- Problem statement -
Would you return the entries below exactly from the line containing "For every instance of the woman's dark" onward, ending with the final line and including it, and nothing else?

===============

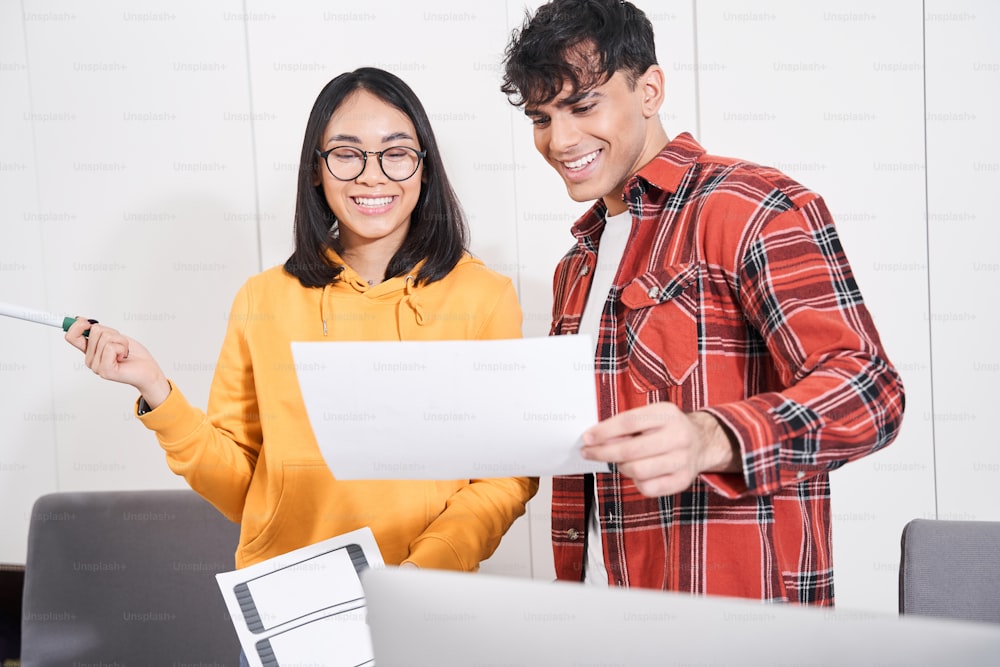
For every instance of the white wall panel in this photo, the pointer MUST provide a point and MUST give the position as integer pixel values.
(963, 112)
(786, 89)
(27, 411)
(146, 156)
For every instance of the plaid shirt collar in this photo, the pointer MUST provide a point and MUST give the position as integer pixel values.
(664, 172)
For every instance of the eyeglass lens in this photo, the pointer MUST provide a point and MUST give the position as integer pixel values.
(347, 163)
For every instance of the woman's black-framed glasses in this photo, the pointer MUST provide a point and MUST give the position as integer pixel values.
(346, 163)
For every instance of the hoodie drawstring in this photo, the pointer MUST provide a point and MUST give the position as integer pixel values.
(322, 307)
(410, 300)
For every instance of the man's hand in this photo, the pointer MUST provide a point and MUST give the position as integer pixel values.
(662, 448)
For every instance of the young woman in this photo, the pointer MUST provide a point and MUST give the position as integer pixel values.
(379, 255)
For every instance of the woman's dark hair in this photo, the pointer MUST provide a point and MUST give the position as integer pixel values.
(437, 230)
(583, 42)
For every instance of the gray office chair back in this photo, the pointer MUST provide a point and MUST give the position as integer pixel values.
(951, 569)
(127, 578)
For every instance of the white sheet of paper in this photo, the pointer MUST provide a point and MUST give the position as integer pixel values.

===============

- Output of the exercise -
For every instance of the woman's dark hair in this photo, the pointer MUST provide a point and MUST give the position as integer pixel values.
(437, 230)
(583, 42)
For every instance of the gray office chair back in this photo, the pointer MUST provide a point and MUST give the position as integer pixel values.
(951, 569)
(127, 578)
For every instance of the white sheet of paper in this photo, the pointer MUST provide a point and MUST give the position as integer pixel values.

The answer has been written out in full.